## EXERCISE DATA

───

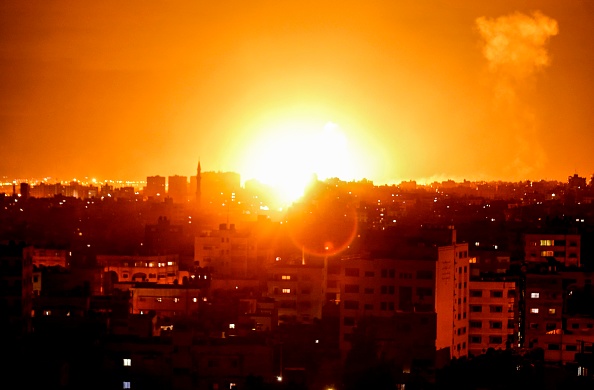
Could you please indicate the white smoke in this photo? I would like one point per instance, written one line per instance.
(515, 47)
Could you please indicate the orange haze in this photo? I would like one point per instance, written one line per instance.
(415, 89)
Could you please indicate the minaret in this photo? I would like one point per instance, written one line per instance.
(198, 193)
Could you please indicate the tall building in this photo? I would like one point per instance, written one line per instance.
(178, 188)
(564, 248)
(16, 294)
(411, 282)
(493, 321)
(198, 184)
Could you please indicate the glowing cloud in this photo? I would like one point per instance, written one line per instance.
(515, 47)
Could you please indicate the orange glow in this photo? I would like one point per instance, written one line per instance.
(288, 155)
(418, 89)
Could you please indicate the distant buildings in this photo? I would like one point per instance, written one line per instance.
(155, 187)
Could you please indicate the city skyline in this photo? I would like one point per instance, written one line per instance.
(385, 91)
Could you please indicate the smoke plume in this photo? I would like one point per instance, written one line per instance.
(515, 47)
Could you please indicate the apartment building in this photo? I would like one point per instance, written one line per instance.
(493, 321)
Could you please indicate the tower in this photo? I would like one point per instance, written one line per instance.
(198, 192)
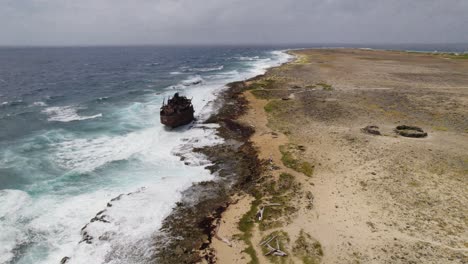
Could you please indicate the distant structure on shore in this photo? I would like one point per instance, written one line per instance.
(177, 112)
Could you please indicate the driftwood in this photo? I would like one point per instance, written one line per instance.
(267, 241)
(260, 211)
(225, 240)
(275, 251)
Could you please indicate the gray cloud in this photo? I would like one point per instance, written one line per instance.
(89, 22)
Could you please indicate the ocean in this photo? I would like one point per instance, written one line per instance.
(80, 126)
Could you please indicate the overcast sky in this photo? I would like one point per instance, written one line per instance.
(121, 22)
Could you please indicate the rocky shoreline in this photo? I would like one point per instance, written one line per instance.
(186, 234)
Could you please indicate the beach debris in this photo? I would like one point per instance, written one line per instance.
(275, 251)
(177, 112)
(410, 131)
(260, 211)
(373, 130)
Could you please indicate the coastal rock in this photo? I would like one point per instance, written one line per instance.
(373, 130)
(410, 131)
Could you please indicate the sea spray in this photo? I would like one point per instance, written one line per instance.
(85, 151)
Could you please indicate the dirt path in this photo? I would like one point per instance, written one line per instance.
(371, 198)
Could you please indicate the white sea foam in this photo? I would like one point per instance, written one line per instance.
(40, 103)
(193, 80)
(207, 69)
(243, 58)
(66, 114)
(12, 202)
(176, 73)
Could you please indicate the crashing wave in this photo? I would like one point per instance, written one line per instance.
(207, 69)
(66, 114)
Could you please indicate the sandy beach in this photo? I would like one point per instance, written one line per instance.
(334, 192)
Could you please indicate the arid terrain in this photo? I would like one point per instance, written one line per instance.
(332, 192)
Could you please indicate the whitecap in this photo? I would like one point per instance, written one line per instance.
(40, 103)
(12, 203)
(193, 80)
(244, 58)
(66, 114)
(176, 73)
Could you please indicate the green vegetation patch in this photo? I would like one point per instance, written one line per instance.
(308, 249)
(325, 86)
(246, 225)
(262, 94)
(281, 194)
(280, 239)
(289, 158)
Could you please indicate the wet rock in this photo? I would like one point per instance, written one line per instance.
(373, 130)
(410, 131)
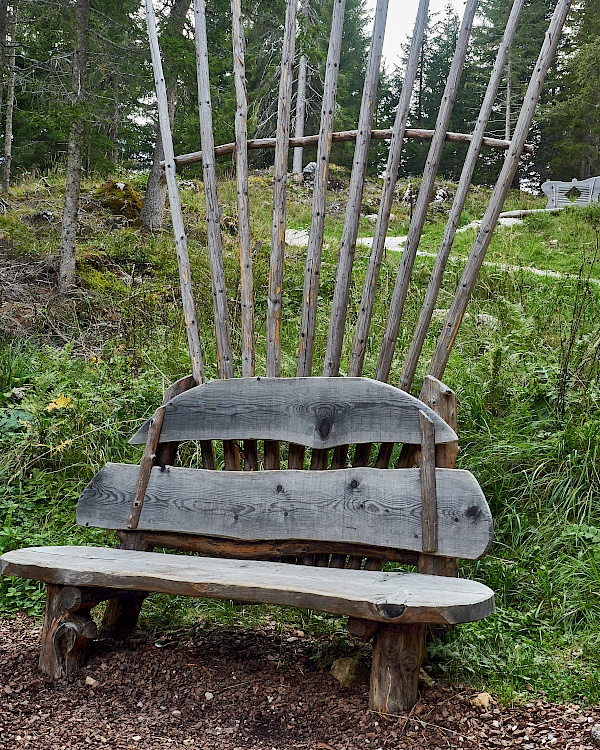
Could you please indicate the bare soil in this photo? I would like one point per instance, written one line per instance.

───

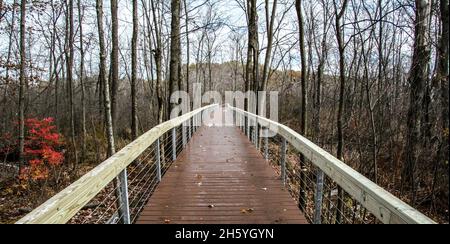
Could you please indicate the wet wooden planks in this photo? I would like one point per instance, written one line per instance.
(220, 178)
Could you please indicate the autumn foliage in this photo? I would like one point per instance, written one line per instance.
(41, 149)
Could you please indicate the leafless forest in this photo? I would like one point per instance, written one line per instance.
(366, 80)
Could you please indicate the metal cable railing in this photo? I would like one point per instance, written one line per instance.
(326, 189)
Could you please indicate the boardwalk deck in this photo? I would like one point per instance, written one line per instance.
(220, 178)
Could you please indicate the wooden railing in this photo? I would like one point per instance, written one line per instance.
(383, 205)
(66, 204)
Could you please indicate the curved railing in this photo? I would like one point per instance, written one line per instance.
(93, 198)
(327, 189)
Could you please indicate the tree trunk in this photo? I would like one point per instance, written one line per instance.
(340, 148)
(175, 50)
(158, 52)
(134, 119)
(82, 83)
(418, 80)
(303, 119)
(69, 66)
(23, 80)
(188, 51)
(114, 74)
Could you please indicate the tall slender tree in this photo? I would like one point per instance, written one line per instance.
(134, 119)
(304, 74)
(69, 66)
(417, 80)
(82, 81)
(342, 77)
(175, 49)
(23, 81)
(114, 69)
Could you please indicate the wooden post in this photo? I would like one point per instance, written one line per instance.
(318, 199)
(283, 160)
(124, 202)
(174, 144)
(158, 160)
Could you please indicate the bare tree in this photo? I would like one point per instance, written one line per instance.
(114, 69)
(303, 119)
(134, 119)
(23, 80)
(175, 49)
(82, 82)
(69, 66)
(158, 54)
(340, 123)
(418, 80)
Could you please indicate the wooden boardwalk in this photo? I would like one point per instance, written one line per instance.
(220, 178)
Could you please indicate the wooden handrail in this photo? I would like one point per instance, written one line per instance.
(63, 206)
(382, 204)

───

## PROMPT
Restate word for word the lines of the data above that begin at the line with "Could you please indicate the wet rock" and end at the line with "Could you please indicate the bare soil", keeping both ends and dropping every picture.

## ANSWER SPACE
Could you please indicate the wet rock in this photo? I would like one point per instance, written one line per instance.
(373, 130)
(410, 131)
Could you please indicate the bare soil in this photo? I would like one point per instance, written one line per instance.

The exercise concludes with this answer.